### Directive
Retype each of the rows below word for word, keeping every line and character unchanged.

(Entries for locating named things)
──────────

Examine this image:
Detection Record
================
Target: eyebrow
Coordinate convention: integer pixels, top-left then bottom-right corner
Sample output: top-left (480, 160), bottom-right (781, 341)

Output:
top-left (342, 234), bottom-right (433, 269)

──────────

### Solution to this task
Examine this image:
Detection Record
================
Target: eyebrow
Coordinate convention: integer pixels, top-left then bottom-right corner
Sample output: top-left (480, 160), bottom-right (781, 341)

Output:
top-left (342, 234), bottom-right (433, 269)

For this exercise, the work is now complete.